MATERIALE FORNITO.
........

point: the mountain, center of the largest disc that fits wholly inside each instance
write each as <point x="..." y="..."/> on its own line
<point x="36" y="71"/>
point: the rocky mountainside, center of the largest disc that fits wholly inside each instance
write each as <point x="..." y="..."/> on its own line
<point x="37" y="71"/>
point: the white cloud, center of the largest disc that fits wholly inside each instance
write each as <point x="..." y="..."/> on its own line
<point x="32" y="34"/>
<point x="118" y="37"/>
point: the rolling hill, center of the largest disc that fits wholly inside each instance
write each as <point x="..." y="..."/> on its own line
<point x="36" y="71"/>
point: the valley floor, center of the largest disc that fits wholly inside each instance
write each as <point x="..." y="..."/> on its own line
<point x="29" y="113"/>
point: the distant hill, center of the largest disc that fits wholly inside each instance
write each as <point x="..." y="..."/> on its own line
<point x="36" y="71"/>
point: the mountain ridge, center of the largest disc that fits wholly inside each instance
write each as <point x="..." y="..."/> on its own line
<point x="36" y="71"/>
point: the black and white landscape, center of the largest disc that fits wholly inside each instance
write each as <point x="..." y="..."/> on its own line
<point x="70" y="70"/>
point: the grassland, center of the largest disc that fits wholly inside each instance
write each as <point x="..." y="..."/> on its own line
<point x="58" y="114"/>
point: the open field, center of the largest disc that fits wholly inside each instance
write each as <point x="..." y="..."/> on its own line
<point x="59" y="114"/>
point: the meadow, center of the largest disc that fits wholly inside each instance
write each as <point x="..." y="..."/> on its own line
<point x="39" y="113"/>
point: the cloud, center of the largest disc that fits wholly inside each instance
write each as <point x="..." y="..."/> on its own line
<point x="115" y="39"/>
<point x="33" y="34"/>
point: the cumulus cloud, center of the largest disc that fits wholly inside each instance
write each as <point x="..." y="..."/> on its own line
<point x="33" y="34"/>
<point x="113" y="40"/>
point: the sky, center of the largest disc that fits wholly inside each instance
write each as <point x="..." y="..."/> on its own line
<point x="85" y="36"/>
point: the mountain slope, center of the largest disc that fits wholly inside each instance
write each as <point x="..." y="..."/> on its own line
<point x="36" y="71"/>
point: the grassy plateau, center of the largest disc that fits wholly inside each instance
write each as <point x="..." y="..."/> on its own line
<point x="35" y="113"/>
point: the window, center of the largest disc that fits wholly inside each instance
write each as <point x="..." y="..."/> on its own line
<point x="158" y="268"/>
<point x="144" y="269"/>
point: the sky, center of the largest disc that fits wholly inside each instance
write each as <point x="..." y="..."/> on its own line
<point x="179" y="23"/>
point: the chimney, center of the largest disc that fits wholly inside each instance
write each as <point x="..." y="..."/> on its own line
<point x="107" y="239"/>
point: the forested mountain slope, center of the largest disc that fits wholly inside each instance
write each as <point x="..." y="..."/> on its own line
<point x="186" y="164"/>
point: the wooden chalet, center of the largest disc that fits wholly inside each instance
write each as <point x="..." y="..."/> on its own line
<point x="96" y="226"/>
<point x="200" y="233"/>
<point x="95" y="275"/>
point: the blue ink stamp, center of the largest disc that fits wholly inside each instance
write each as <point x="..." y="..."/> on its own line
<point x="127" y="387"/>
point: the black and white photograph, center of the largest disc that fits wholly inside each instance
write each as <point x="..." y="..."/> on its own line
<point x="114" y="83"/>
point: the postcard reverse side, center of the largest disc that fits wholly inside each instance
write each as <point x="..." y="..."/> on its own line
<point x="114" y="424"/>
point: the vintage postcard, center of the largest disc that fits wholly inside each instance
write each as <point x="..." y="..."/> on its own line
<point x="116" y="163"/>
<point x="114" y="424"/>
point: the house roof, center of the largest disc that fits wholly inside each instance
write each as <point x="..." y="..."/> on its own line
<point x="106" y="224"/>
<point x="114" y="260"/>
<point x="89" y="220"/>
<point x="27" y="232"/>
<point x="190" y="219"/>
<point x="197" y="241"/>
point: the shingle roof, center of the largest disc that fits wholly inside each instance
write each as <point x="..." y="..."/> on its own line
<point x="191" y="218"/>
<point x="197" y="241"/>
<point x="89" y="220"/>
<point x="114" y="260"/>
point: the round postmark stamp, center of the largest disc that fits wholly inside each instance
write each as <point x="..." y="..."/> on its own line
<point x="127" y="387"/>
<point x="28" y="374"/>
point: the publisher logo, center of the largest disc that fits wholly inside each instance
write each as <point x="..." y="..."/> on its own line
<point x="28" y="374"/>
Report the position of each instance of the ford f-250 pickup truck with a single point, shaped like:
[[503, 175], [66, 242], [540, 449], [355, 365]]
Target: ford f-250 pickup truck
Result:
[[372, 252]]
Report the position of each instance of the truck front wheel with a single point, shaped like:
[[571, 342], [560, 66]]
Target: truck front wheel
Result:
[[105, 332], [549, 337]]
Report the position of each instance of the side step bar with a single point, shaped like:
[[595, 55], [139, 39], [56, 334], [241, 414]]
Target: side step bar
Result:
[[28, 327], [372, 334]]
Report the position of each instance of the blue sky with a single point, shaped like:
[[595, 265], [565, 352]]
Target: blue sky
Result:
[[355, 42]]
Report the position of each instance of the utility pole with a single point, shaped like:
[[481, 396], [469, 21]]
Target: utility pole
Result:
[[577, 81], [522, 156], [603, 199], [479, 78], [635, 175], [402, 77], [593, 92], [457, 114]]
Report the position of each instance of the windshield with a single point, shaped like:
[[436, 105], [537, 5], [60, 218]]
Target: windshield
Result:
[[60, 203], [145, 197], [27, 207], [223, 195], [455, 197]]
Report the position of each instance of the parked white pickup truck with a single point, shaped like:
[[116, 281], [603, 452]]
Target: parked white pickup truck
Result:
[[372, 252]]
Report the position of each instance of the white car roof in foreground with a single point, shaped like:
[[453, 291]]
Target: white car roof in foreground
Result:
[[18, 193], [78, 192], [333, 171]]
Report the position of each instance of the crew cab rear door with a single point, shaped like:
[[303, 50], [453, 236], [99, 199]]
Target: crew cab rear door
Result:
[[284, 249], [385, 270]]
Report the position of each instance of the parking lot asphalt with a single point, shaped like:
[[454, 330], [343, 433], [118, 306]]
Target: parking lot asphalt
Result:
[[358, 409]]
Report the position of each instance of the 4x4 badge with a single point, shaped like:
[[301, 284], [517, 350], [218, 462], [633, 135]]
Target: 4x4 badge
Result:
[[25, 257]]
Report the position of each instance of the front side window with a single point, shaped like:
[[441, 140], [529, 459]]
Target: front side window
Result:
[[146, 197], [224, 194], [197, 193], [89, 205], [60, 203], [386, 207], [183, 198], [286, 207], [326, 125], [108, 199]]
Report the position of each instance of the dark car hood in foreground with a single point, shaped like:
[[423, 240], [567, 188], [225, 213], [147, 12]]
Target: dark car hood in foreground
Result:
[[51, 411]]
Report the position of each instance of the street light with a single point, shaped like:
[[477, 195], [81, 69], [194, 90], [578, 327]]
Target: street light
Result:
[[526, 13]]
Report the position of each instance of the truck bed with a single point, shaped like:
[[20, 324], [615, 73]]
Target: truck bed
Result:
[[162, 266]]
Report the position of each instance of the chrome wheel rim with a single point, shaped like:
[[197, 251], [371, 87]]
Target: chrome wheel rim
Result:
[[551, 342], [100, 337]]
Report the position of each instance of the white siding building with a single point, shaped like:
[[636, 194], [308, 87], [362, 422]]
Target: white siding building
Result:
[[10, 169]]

........

COSA SERVE. Riscrivi tutti i record sostituendo "the largest disc" con "the biggest disc", senza cambiare nient'altro.

RISULTATO COMPLETO.
point: the mountain, center of the biggest disc that fits wholly inside each instance
write each as <point x="..." y="..."/> on its own line
<point x="36" y="71"/>
point: the rocky mountainside, center of the biggest disc that fits wholly inside each instance
write each as <point x="..." y="..."/> on its own line
<point x="37" y="71"/>
point: the white cloud, center of the biggest disc that fits wholly inside each instance
write each as <point x="..." y="..."/> on its own line
<point x="32" y="34"/>
<point x="118" y="37"/>
point: the rolling hill, center of the biggest disc that fits wholly inside each instance
write each as <point x="..." y="..."/> on its own line
<point x="36" y="71"/>
point: the valley floor, center of the biggest disc that fits wholly inside each instance
write each as <point x="..." y="..."/> on its own line
<point x="29" y="113"/>
point: the distant hill, center of the biggest disc that fits wholly inside each instance
write each as <point x="..." y="..."/> on its own line
<point x="36" y="71"/>
point: the mountain ridge, center of the biggest disc that fits wholly inside each instance
write each as <point x="..." y="..."/> on its own line
<point x="36" y="71"/>
point: the black and white landscape, center of the biggest disc that fits wholly inside each instance
write each as <point x="..." y="..."/> on its own line
<point x="70" y="70"/>
point: the grassland, center of the biggest disc that fits wholly inside each instance
write each as <point x="..." y="..."/> on its own line
<point x="58" y="114"/>
point: the open field, center of the biggest disc that fits wholly inside each instance
write each as <point x="..." y="..."/> on its own line
<point x="59" y="114"/>
point: the meadow, center of the biggest disc that fits wholly inside each instance
write each as <point x="..." y="..."/> on its own line
<point x="39" y="113"/>
point: the cloud, center of the biggest disc that fits wholly inside each instance
write each as <point x="..." y="..."/> on its own line
<point x="115" y="39"/>
<point x="33" y="34"/>
point: the cumulus cloud, center of the biggest disc that fits wholly inside each instance
write each as <point x="..." y="..."/> on its own line
<point x="33" y="34"/>
<point x="113" y="40"/>
point: the sky, center of the biggest disc that fits wholly inside each instance
write each as <point x="..." y="..."/> on its own line
<point x="85" y="36"/>
point: the mountain slope, center of the biggest disc that fits wholly inside each instance
write each as <point x="..." y="..."/> on its own line
<point x="36" y="71"/>
point: the grassy plateau, center of the biggest disc that fits wholly inside each instance
write each as <point x="..." y="..."/> on its own line
<point x="35" y="113"/>
point: the window, center of the biggest disc that fits wholly inside each instance
write each as <point x="..." y="..."/> on its own line
<point x="158" y="268"/>
<point x="144" y="269"/>
point: the sky, center of the biggest disc that fits wholly inside each instance
write each as <point x="..." y="..."/> on its own line
<point x="179" y="23"/>
point: the chimney, center of the biggest disc that fits wholly inside each instance
write each as <point x="..." y="..."/> on its own line
<point x="107" y="239"/>
point: the forested mountain slope, center of the biggest disc that fits wholly inside each instance
write each as <point x="..." y="..."/> on its own line
<point x="186" y="164"/>
point: the wooden chalet, center of the biggest disc that fits wholly inside each instance
write each as <point x="..." y="..."/> on its own line
<point x="96" y="226"/>
<point x="200" y="233"/>
<point x="95" y="275"/>
point: the blue ink stamp, center of the biggest disc that fits wholly inside each instance
write each as <point x="..." y="..."/> on its own line
<point x="127" y="387"/>
point: the black and white photograph, center of the biggest disc that fits wholly inside each instance
write each as <point x="..." y="..."/> on its own line
<point x="114" y="83"/>
point: the postcard reverse side, center of the biggest disc that fits wholly inside each instance
write each as <point x="..." y="..."/> on its own line
<point x="114" y="424"/>
point: the vintage postcard, center of the biggest disc that fits wholly inside each instance
write each as <point x="..." y="..."/> on its own line
<point x="116" y="163"/>
<point x="114" y="424"/>
point: the house roof, center of the biggest disc that fits wholly inside each instance
write each as <point x="..." y="..."/> on its own line
<point x="106" y="224"/>
<point x="114" y="260"/>
<point x="89" y="220"/>
<point x="27" y="232"/>
<point x="190" y="219"/>
<point x="197" y="241"/>
point: the shingle roof, center of the biggest disc that fits wholly inside each instance
write each as <point x="..." y="..."/> on its own line
<point x="191" y="218"/>
<point x="197" y="241"/>
<point x="89" y="220"/>
<point x="114" y="260"/>
point: the round postmark stamp, center of the biggest disc that fits wholly inside each instance
write each as <point x="..." y="..."/> on its own line
<point x="127" y="387"/>
<point x="28" y="374"/>
point: the publisher logo, center of the biggest disc that fits wholly inside each instance
write each as <point x="..." y="..."/> on its own line
<point x="28" y="374"/>
Report the position of each instance of the ford f-250 pickup truck with a single point, shaped like:
[[503, 175], [66, 242], [540, 449], [355, 365]]
Target: ford f-250 pickup truck
Result:
[[372, 252]]
Report the position of each instance of the truck front wheel with a single point, shaped like:
[[571, 342], [560, 66]]
Target: truck front wheel
Result:
[[105, 332], [549, 337]]
Report the position of each instance of the side step bar with a single point, shaped like:
[[595, 55], [139, 39], [56, 334], [241, 414]]
Target: side step bar
Result:
[[28, 327], [372, 334]]
Report the position of each instance of the blue sky with a single point, shaped like:
[[595, 265], [565, 352]]
Target: blue sky
Result:
[[355, 42]]
Report the position of each instance of the utility pole with a single point, shaped like:
[[481, 396], [469, 21]]
Target: utility pole
Result:
[[577, 81], [522, 156], [603, 199], [479, 78], [635, 175], [402, 77], [593, 92], [457, 114]]
Report the position of each instance of the windshield with a single point, shaped like:
[[436, 105], [537, 5], [60, 218]]
Target: windshield
Result:
[[60, 203], [145, 197], [27, 207], [223, 195], [455, 197]]
Report the position of each instance of the parked white pickup truck with a single point, shaped like:
[[116, 281], [603, 452]]
Target: parked white pickup truck
Result:
[[372, 252]]
Report the position of each instance of the white car roof in foreground with a single point, shaped like:
[[453, 291]]
Target: white car roof in foreground
Result:
[[18, 193], [78, 192], [333, 171]]
Report the position of each instance of the crew cab rear door with a single point, shaped like:
[[303, 50], [453, 236], [99, 199]]
Target: crew cab rear door
Result:
[[284, 249], [385, 270]]
Report the position of each instance of the parking lot asphalt with a single point, shaped like:
[[454, 330], [343, 433], [118, 306]]
Target: parking lot asphalt
Result:
[[358, 409]]
Report the position of each instance of the 4x4 badge with a single point, shaped like:
[[301, 284], [517, 350], [218, 462], [633, 135]]
Target: 4x4 badge
Result:
[[25, 257]]
Report the position of each instance of the front side window with a single point, shaped like:
[[441, 140], [529, 459]]
Target: front side window
Result:
[[146, 197], [224, 194], [197, 193], [89, 205], [60, 203], [386, 207], [183, 198], [286, 207], [326, 125], [108, 199]]
Report the position of each instance of the dark car hood in foreground with a single point, shaped like:
[[423, 240], [567, 188], [225, 213], [147, 12]]
Target: dark car hood in foreground
Result:
[[51, 411]]
Report the position of each instance of the street light with a single point, shaped like:
[[477, 195], [81, 69], [194, 90], [578, 327]]
Target: street light
Result:
[[526, 13]]
Report the position of each instance of the truck bed with a single point, shaped like:
[[20, 324], [615, 73]]
Target: truck bed
Result:
[[162, 266]]
Report the position of each instance of the chrome wheel rim with a single point, shaped like:
[[197, 251], [371, 87]]
Target: chrome wheel rim
Result:
[[551, 342], [100, 337]]
Report the position of each instance of the white siding building with a single point, shaped like:
[[636, 194], [308, 87], [362, 422]]
Target: white siding building
Result:
[[10, 169]]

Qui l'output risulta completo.